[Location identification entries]
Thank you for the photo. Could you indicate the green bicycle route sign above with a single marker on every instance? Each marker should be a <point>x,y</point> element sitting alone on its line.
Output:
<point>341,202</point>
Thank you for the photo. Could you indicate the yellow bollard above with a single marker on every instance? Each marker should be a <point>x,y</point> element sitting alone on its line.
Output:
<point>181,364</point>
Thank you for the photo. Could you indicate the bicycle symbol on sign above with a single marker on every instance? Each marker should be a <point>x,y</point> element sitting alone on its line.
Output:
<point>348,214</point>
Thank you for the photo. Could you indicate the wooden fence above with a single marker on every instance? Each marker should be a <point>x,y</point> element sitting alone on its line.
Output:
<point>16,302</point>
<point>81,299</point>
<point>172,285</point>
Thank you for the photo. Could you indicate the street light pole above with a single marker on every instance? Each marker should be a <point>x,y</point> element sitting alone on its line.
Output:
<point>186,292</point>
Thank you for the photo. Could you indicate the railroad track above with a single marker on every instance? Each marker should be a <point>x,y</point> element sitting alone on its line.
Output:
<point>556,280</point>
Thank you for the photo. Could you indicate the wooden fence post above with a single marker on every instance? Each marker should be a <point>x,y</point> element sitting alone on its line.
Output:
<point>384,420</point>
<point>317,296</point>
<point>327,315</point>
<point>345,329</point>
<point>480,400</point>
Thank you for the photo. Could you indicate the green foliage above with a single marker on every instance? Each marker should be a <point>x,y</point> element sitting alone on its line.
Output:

__WHAT THE TASK REQUIRES__.
Extract the entries above verbatim.

__TASK RESULT__.
Thank you for the photo. Could you indicate the green bicycle route sign above with a single marker on every instance? Each marker should be a <point>x,y</point> element sitting alone on its line.
Output:
<point>341,202</point>
Thank you for the photo. Could you indicate the yellow bollard above with a single marker on every instance? Each marker should be a <point>x,y</point> element sitting alone on its line.
Output:
<point>181,364</point>
Thank you for the photo. Could you indicate the bicycle symbol on sign above with a single marker on every instance? Each marker should be a <point>x,y</point> element sitting alone on its line.
Output:
<point>348,214</point>
Thank you for the photo. Could you indicate the wooden fence above with a single marker on every instance? Each marker should be a <point>x,y</point> element sitting alone on its line.
Output:
<point>16,302</point>
<point>81,299</point>
<point>172,285</point>
Thank you for the photo. Could you indicate the street light pole above with a single marker on every instance? Each marker should be a <point>x,y</point> element sitting alone on its line.
Output:
<point>186,292</point>
Thank you for the photo. Could you indicate the railroad track above with a single marker on every instance? Each marker should be a <point>x,y</point> element sitting alone on its line.
Output:
<point>556,280</point>
Thank you for the photo. Could you indicate the wooden fence post above with a single marker on every instance? Each marker should be a <point>x,y</point> element sitting alone on its line.
Output:
<point>384,420</point>
<point>317,296</point>
<point>327,315</point>
<point>345,329</point>
<point>480,400</point>
Thank you for the photo. Could you indicate the green foliage above with a single marker on every instance? Each marker should be a <point>x,y</point> element sitting alone on its line.
Output:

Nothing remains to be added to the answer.